(Source records)
↓↓↓

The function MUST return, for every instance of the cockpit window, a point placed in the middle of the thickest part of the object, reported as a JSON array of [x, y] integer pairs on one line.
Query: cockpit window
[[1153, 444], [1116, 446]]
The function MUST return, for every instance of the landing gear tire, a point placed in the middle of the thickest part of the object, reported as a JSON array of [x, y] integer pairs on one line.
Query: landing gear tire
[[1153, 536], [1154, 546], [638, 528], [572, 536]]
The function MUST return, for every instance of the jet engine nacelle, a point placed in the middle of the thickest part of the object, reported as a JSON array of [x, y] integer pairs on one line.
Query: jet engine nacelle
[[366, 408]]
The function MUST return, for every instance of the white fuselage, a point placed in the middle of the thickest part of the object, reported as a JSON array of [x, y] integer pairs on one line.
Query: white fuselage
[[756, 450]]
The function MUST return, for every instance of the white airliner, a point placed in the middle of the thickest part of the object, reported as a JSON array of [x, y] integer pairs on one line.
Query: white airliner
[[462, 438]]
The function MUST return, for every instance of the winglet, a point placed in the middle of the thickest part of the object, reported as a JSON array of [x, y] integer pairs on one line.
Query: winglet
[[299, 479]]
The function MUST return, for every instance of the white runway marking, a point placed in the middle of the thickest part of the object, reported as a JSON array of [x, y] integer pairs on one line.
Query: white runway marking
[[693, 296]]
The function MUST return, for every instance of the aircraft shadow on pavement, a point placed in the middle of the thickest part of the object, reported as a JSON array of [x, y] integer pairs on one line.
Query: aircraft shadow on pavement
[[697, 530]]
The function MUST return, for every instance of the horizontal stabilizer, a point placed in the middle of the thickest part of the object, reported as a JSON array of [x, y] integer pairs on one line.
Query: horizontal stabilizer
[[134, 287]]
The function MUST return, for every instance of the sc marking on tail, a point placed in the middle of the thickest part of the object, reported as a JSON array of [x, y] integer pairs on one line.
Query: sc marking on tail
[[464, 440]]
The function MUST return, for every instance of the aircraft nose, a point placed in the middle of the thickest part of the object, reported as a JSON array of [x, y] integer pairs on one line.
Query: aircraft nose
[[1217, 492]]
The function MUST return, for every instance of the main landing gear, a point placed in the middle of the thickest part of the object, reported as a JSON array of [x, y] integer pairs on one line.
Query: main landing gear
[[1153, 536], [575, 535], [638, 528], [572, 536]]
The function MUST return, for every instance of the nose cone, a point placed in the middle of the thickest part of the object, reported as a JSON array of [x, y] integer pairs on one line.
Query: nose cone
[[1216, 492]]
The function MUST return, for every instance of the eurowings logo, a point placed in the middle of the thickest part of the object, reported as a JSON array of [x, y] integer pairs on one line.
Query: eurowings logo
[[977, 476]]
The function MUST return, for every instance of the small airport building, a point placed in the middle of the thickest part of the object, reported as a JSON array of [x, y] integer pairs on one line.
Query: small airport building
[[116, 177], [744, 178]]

↑↑↑

EXERCISE REQUIREMENTS: Convert every line of the records above into a JSON array of strings, one string per line, and omit any blank lines.

WRITTEN SOLUTION:
[
  "The function MUST return, for every instance of the cockpit window, a point placed in the middle of the thickest part of the object, reported as a JSON array of [x, y] integer pairs on one line.",
  "Query: cockpit window",
  "[[1153, 444], [1116, 446]]",
  "The function MUST return, for every instance of the landing gear tire, a point placed in the middle of the thickest part of the object, reported as a JSON array of [x, y] integer pairs on one line.",
  "Query: landing gear tire",
  "[[1153, 536], [1154, 546], [638, 528], [572, 536]]",
  "The function MUST return, for every instance of the jet engine nacelle, a point placed in the middle of the thickest part of the object, reported as a JSON array of [x, y] integer pairs on one line.",
  "Query: jet engine nacelle",
  "[[366, 408]]",
  "The function MUST return, for every instance of the white fuselage, a point placed in the middle of the thickest part of the object, reported as a JSON array of [x, y] integer pairs on one line.",
  "Query: white fuselage",
  "[[756, 450]]",
  "The function MUST return, for every instance of the white airliner, a point placed in the middle of the thickest part of the object, reported as a JSON array of [x, y] integer pairs on one line.",
  "Query: white airliner",
  "[[462, 438]]",
  "The function MUST return, for every instance of the winglet, a point placed in the middle of the thickest part of the object, reported as a JSON array of [x, y] integer pairs on one line.",
  "Query: winglet",
  "[[299, 479]]",
  "The function MUST return, for every instance of the white runway marking, a point placed in the middle of the thickest part of the object, reported as a JSON array of [x, y] integer pairs on one line.",
  "Query: white runway marking",
  "[[693, 296]]",
  "The function MUST return, for every instance of the aircraft shadow on pavement, a point placed in the middle of the thickest part of the object, reported as a JSON array of [x, y] integer pairs on one line.",
  "Query: aircraft shadow on pavement",
  "[[697, 530]]",
  "The function MUST return, for every instance of the horizontal stabilizer, a point placed in the middle of the thickest part of the object, reported as a JSON array of [x, y] integer pairs on one line.",
  "Query: horizontal stabilizer",
  "[[134, 287]]",
  "The function MUST return, for every instance of the sc marking on tail, a point placed in the middle of the thickest part of the object, reported as a JSON array of [x, y] integer pairs on one line.",
  "Query: sc marking on tail",
  "[[464, 440]]",
  "The function MUST return, for every instance of the aircraft nose, a point placed in the middle of the thickest part of the object, reported as a JSON array of [x, y] integer pairs on one line.",
  "Query: aircraft nose",
  "[[1217, 492]]",
  "The function MUST return, for every instance of the main landing gear, a point placed in the middle of the thickest part of the object, reported as a JSON array of [x, y] integer pairs on one line.",
  "Query: main landing gear",
  "[[1153, 536], [575, 535], [638, 528], [572, 536]]",
  "The function MUST return, for every instance of the nose cone, a point placed in the middle of the thickest part of the object, reported as a JSON array of [x, y] integer pairs on one line.",
  "Query: nose cone",
  "[[1216, 492]]",
  "The function MUST return, for every instance of the eurowings logo, a point placed in the middle of the thickest part of the object, reported as a JSON array of [x, y] integer pairs on one line.",
  "Query: eurowings logo",
  "[[977, 476]]",
  "The function MUST return, for every instance of the small airport building, a point placed in the middle of the thickest part of the object, reported as a JSON array of [x, y] integer pairs on one line.",
  "Query: small airport building",
  "[[116, 177], [744, 178]]"
]